<<<<

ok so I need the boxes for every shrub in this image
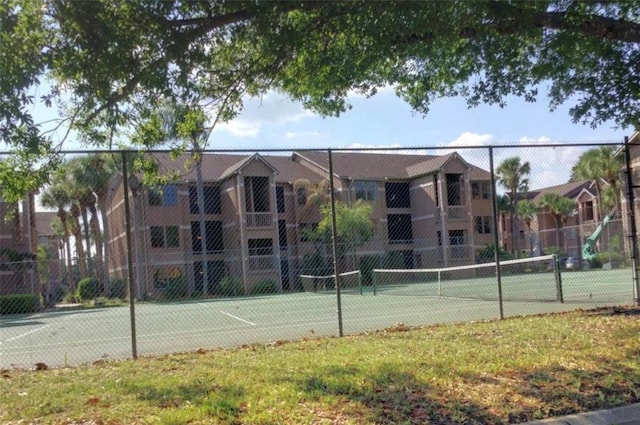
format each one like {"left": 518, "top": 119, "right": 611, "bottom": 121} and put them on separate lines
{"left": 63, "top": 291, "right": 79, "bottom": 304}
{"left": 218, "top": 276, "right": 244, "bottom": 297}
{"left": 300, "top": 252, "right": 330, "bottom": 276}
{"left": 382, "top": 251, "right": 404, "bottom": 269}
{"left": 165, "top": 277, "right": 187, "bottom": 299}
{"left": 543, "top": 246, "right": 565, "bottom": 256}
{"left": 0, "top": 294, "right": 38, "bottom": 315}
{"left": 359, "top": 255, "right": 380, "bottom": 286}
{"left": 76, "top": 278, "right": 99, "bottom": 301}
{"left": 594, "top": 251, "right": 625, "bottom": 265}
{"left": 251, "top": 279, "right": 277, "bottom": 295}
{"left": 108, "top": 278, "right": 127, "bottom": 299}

>>>>
<<<<

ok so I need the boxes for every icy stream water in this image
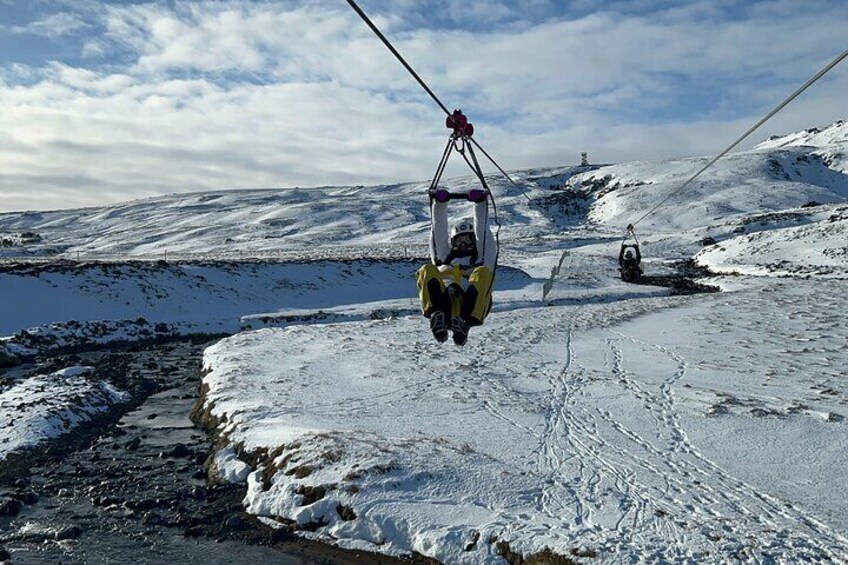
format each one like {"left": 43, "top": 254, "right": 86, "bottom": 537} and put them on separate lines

>>>>

## WORK ITEM
For each line above that contains the word "every", make a copy.

## WRITTEN REPLY
ok so I need the boxes for every shrub in this image
ok so I need the boxes for every icy stream water in this image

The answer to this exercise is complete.